/---
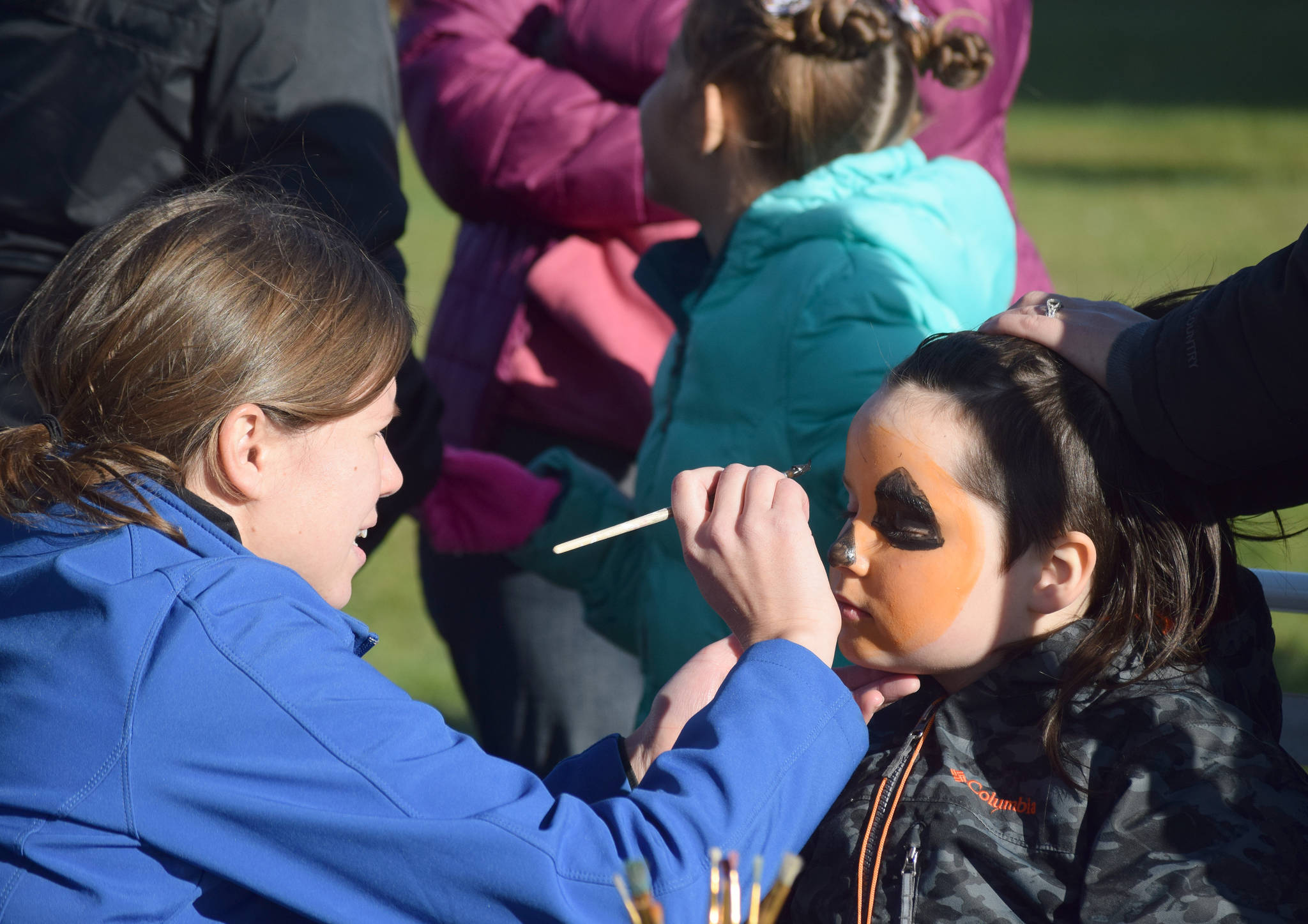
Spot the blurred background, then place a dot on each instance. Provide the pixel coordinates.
(1157, 144)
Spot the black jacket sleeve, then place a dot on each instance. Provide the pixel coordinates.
(1215, 387)
(305, 95)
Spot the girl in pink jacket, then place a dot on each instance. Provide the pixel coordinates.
(524, 118)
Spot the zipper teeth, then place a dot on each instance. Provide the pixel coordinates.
(886, 803)
(908, 888)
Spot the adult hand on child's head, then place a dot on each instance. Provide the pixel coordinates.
(745, 535)
(1079, 331)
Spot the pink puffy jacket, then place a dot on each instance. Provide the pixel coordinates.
(539, 321)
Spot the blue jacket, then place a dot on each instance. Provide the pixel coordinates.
(190, 734)
(826, 284)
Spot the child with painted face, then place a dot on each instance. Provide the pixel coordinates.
(830, 247)
(1097, 732)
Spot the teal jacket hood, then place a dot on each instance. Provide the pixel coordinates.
(825, 284)
(892, 202)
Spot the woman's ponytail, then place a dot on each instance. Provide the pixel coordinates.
(40, 471)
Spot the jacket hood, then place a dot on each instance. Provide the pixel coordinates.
(881, 199)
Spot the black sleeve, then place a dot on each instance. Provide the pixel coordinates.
(304, 95)
(1215, 387)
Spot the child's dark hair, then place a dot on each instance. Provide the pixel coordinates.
(836, 77)
(1054, 457)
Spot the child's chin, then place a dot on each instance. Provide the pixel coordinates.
(863, 653)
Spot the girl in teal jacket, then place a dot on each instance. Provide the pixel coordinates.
(831, 247)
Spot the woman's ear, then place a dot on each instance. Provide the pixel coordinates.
(715, 119)
(1065, 575)
(247, 441)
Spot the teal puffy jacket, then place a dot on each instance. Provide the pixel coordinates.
(825, 285)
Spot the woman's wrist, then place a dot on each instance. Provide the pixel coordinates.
(636, 753)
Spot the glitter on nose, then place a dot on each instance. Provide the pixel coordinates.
(842, 552)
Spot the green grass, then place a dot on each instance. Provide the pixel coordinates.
(1124, 201)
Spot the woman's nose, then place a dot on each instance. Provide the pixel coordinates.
(392, 476)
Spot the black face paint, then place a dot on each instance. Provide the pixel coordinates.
(904, 515)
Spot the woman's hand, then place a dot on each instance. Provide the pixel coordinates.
(696, 684)
(745, 535)
(1081, 331)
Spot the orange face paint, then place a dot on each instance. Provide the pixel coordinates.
(911, 554)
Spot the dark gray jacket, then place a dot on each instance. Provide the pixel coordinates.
(1194, 814)
(1215, 387)
(103, 102)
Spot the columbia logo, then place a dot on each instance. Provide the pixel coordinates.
(1022, 805)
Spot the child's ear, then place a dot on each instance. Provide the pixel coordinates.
(1065, 575)
(715, 119)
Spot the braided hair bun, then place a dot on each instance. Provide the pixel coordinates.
(837, 29)
(957, 59)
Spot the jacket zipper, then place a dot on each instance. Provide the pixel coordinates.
(908, 881)
(886, 803)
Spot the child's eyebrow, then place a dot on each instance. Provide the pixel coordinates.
(904, 515)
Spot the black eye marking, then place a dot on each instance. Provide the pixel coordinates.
(904, 515)
(842, 552)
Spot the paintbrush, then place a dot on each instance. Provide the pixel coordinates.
(780, 891)
(643, 898)
(627, 898)
(733, 889)
(756, 889)
(715, 886)
(646, 520)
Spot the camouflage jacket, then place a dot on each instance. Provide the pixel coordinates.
(1193, 810)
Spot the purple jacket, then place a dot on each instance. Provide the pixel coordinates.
(539, 321)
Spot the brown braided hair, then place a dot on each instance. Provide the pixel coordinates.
(837, 77)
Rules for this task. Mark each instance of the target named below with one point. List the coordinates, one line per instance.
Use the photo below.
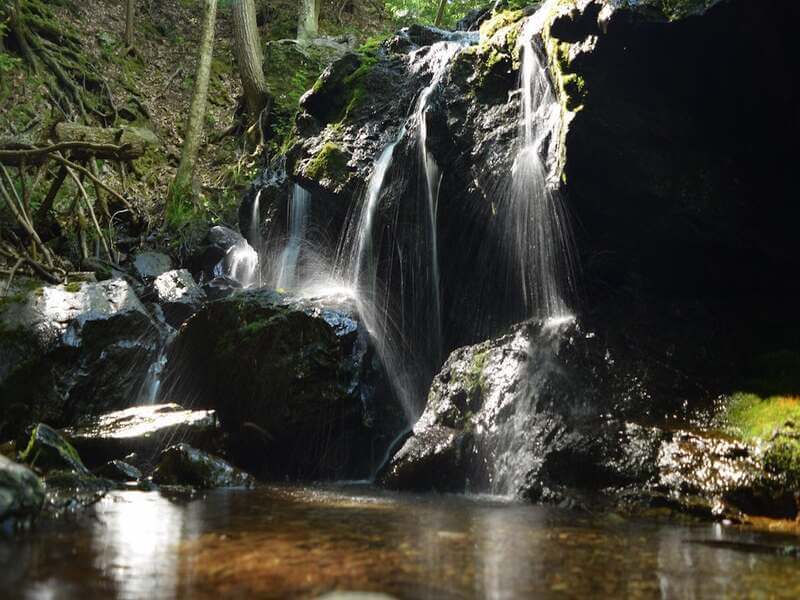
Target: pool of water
(284, 542)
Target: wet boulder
(21, 493)
(183, 465)
(118, 470)
(143, 431)
(149, 265)
(47, 451)
(513, 414)
(295, 383)
(211, 251)
(70, 351)
(178, 295)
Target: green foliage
(329, 163)
(773, 422)
(407, 12)
(753, 418)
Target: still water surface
(300, 542)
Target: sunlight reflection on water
(289, 542)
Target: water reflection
(294, 542)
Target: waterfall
(407, 334)
(287, 277)
(534, 230)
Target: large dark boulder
(67, 352)
(295, 384)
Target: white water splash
(287, 277)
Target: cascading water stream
(287, 276)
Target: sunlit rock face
(143, 431)
(544, 413)
(72, 351)
(295, 384)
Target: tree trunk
(308, 22)
(440, 13)
(197, 111)
(247, 47)
(130, 15)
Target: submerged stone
(47, 450)
(295, 383)
(143, 430)
(117, 470)
(21, 493)
(183, 465)
(178, 295)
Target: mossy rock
(47, 450)
(21, 493)
(183, 465)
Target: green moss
(773, 423)
(329, 163)
(498, 21)
(475, 379)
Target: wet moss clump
(330, 163)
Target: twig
(91, 213)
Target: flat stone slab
(143, 430)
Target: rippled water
(292, 542)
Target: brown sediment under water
(301, 542)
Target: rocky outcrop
(294, 383)
(72, 350)
(674, 247)
(539, 414)
(21, 494)
(143, 431)
(183, 465)
(211, 252)
(47, 451)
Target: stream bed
(281, 542)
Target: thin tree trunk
(17, 27)
(247, 47)
(440, 13)
(308, 22)
(130, 16)
(197, 111)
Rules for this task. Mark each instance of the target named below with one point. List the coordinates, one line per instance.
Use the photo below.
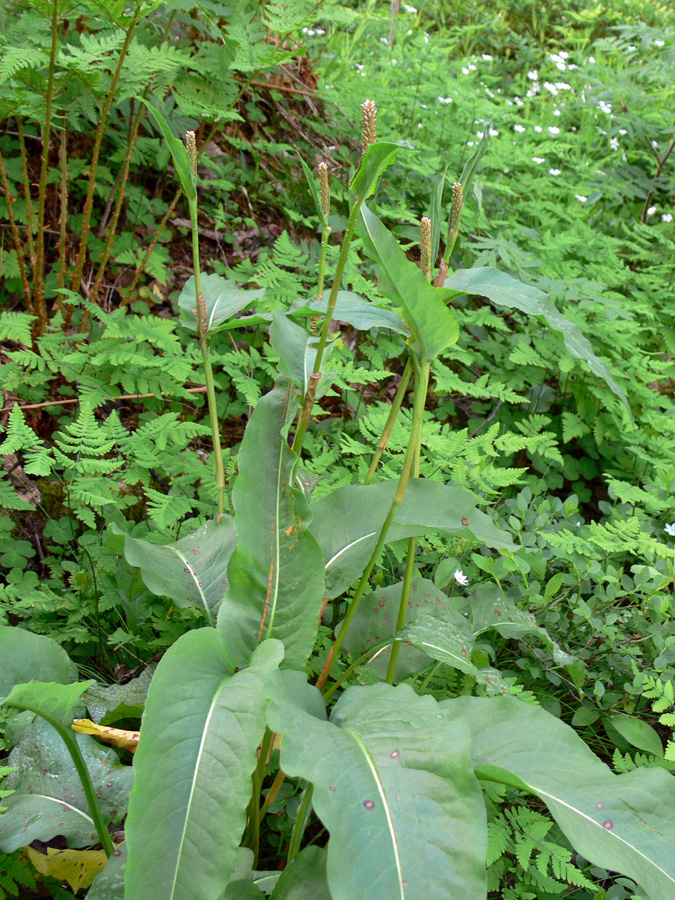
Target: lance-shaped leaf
(30, 657)
(393, 785)
(199, 735)
(374, 163)
(223, 297)
(191, 571)
(347, 523)
(508, 292)
(276, 574)
(181, 157)
(441, 636)
(490, 609)
(375, 621)
(432, 324)
(625, 823)
(49, 798)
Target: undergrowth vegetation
(338, 450)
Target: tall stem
(422, 379)
(202, 327)
(38, 269)
(391, 419)
(306, 412)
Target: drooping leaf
(638, 733)
(490, 609)
(197, 751)
(27, 657)
(304, 878)
(444, 638)
(625, 823)
(180, 155)
(77, 867)
(109, 885)
(508, 292)
(375, 620)
(374, 163)
(191, 571)
(347, 522)
(432, 324)
(110, 703)
(49, 799)
(276, 573)
(394, 787)
(223, 298)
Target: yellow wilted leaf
(77, 867)
(127, 740)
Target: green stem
(306, 413)
(369, 655)
(422, 377)
(202, 327)
(300, 823)
(391, 419)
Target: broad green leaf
(490, 609)
(109, 885)
(314, 191)
(442, 637)
(304, 878)
(347, 523)
(49, 799)
(376, 617)
(181, 157)
(625, 823)
(638, 733)
(223, 298)
(200, 731)
(276, 574)
(394, 786)
(191, 571)
(508, 292)
(374, 163)
(27, 657)
(432, 324)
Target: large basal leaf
(374, 163)
(223, 298)
(191, 571)
(375, 621)
(490, 609)
(394, 787)
(625, 823)
(49, 799)
(276, 574)
(508, 292)
(199, 735)
(347, 523)
(442, 637)
(433, 325)
(30, 657)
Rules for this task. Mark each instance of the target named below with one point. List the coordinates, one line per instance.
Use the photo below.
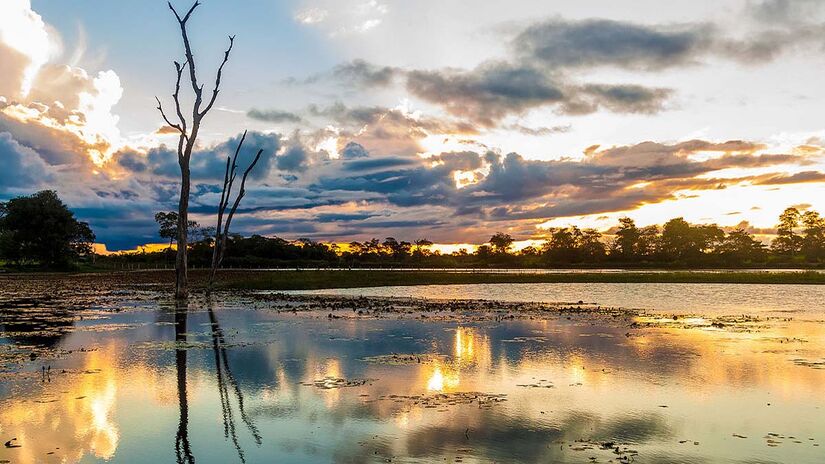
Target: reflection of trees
(227, 388)
(226, 379)
(182, 449)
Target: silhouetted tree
(787, 242)
(222, 229)
(188, 131)
(739, 247)
(42, 229)
(626, 244)
(682, 241)
(812, 243)
(168, 225)
(501, 242)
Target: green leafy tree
(787, 242)
(812, 243)
(682, 241)
(168, 226)
(626, 243)
(740, 247)
(501, 242)
(562, 246)
(590, 246)
(40, 228)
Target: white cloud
(49, 99)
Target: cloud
(356, 73)
(495, 90)
(354, 150)
(273, 116)
(487, 93)
(22, 166)
(47, 100)
(597, 42)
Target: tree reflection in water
(182, 449)
(226, 382)
(225, 379)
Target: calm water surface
(139, 381)
(704, 299)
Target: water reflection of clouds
(606, 386)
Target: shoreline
(230, 279)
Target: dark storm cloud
(355, 73)
(208, 163)
(495, 90)
(354, 150)
(363, 74)
(370, 194)
(597, 42)
(487, 93)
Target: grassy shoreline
(313, 280)
(233, 279)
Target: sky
(441, 119)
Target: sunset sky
(442, 119)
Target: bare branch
(218, 77)
(168, 122)
(176, 96)
(189, 56)
(242, 191)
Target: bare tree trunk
(186, 142)
(182, 259)
(228, 181)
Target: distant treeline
(800, 241)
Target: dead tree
(222, 231)
(186, 141)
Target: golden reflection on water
(76, 420)
(470, 350)
(606, 374)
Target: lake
(123, 375)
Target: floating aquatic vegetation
(331, 383)
(403, 359)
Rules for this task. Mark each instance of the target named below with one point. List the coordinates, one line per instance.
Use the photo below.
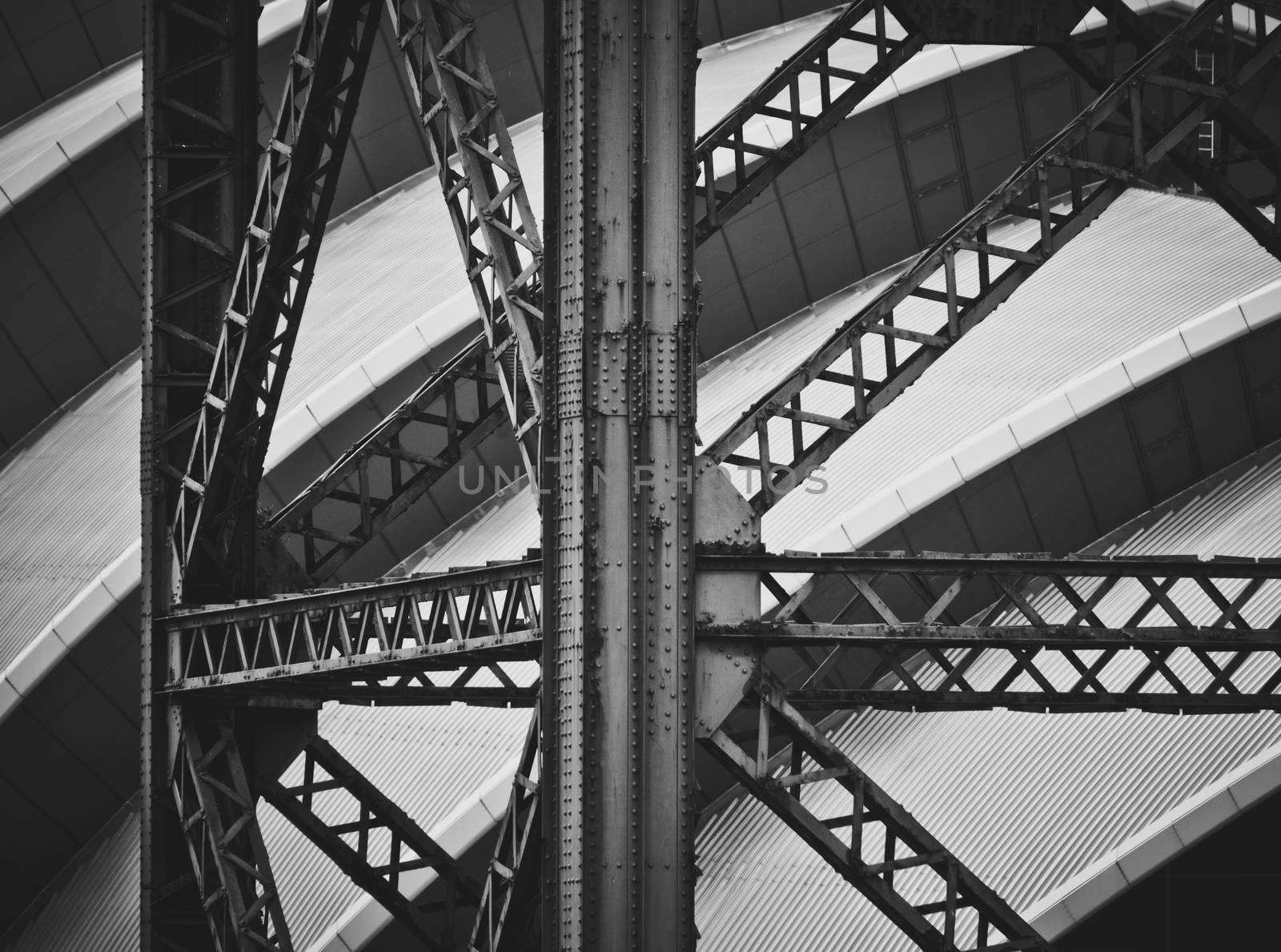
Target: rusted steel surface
(942, 905)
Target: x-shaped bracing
(373, 642)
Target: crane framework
(661, 631)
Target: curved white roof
(1159, 266)
(1058, 813)
(1024, 333)
(433, 762)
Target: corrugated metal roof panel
(1028, 801)
(68, 499)
(26, 138)
(1153, 262)
(427, 760)
(68, 504)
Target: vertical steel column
(200, 102)
(619, 448)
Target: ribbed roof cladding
(1152, 262)
(70, 505)
(427, 760)
(1028, 801)
(68, 499)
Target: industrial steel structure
(661, 629)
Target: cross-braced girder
(916, 633)
(371, 839)
(219, 819)
(1037, 633)
(932, 631)
(215, 514)
(868, 837)
(392, 465)
(512, 877)
(796, 106)
(200, 104)
(484, 195)
(337, 514)
(365, 634)
(1242, 153)
(952, 286)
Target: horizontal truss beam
(339, 512)
(946, 631)
(358, 637)
(1037, 633)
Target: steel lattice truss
(1026, 632)
(873, 358)
(371, 839)
(429, 433)
(377, 640)
(217, 496)
(230, 860)
(928, 632)
(870, 839)
(770, 127)
(199, 90)
(379, 477)
(484, 195)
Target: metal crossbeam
(339, 512)
(1028, 632)
(484, 195)
(871, 359)
(228, 858)
(200, 98)
(741, 155)
(512, 881)
(215, 516)
(371, 839)
(871, 841)
(471, 618)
\---
▸ **EXERCISE BRIEF**:
Only the lines from the one that contains "Target: ribbed roof cladding" to the end of the data should be output, exactly as they appear.

▸ **RESPONSE TO THIS EXERCISE**:
Target: ribbed roof cladding
(1152, 262)
(70, 505)
(427, 760)
(1028, 801)
(68, 499)
Target: industrial steel structure
(661, 629)
Target: cross-braced girder
(916, 633)
(371, 839)
(219, 819)
(1037, 633)
(932, 631)
(215, 514)
(868, 837)
(392, 465)
(512, 877)
(796, 106)
(200, 104)
(484, 195)
(337, 514)
(365, 634)
(1242, 153)
(952, 286)
Target: horizontal truss beam
(339, 512)
(946, 631)
(358, 637)
(1037, 633)
Target: steel lattice truss
(1026, 632)
(873, 358)
(371, 839)
(429, 433)
(377, 640)
(217, 496)
(230, 860)
(928, 632)
(870, 839)
(770, 127)
(199, 90)
(379, 477)
(484, 195)
Target: metal crossbeam
(339, 512)
(1028, 632)
(484, 195)
(871, 359)
(228, 858)
(200, 98)
(741, 155)
(512, 881)
(215, 516)
(371, 839)
(871, 841)
(471, 618)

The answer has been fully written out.